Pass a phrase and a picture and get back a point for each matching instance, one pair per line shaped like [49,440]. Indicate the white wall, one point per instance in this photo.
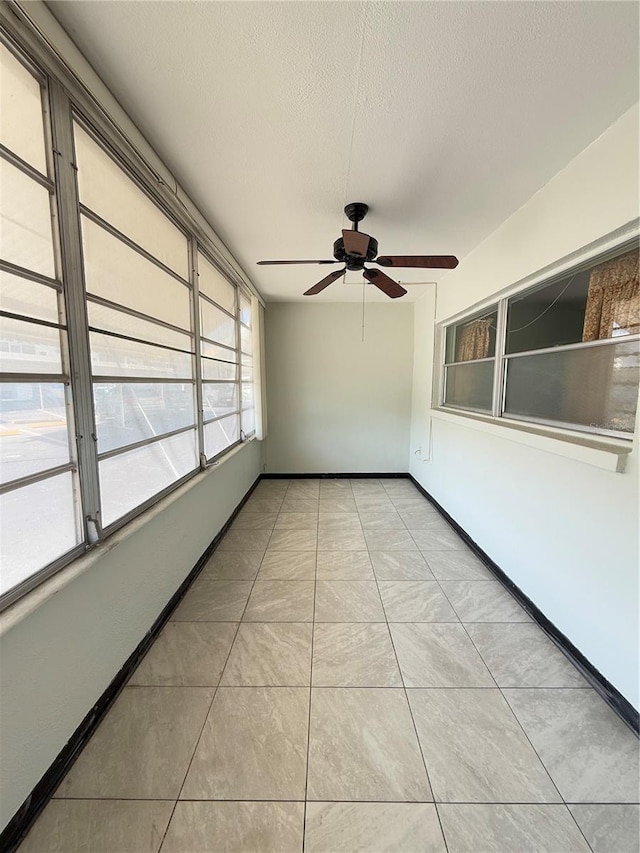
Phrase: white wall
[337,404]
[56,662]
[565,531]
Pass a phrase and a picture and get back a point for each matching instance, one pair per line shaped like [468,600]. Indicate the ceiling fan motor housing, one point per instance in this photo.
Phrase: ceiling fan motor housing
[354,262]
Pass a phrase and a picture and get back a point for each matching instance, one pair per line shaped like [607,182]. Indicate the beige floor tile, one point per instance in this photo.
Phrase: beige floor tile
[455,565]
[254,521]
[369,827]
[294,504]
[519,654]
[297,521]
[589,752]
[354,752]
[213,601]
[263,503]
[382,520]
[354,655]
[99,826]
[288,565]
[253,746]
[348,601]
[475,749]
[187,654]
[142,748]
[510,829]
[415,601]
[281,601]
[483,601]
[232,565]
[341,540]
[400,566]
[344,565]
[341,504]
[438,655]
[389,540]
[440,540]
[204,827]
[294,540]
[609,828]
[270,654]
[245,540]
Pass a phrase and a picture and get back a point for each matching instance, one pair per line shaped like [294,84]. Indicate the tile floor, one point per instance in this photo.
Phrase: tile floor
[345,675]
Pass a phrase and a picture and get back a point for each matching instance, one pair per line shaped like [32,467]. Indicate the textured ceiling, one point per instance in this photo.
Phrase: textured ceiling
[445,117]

^^^^

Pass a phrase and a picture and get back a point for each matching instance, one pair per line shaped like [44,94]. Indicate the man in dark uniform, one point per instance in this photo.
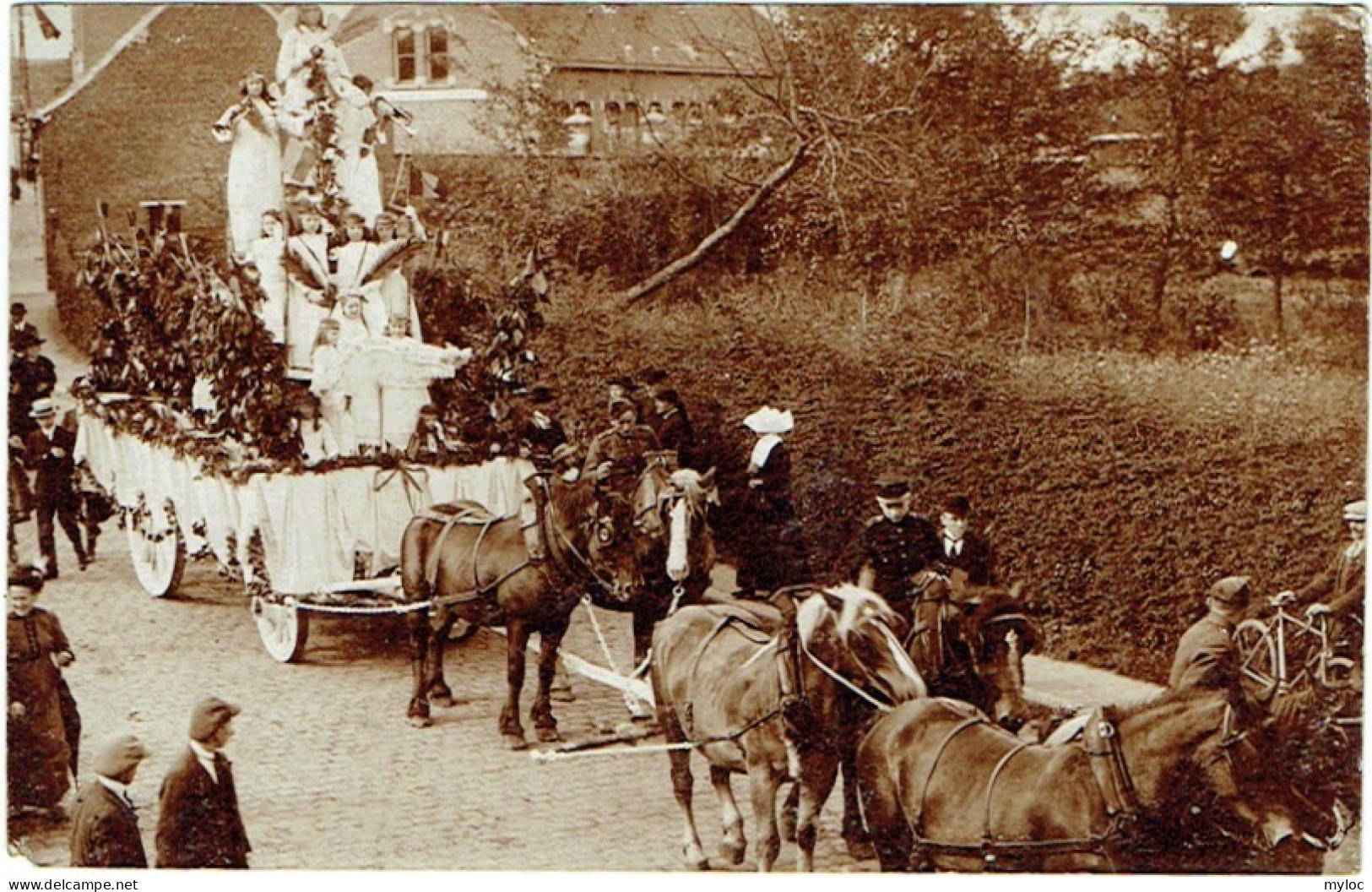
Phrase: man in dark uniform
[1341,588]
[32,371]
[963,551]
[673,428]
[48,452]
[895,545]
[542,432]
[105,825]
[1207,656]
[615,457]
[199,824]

^^^^

_What you need to do_: Please count how many lines in the records contain the string "tile", treating case as significant, and reply with the number alone.

_Answer to this problem_: 4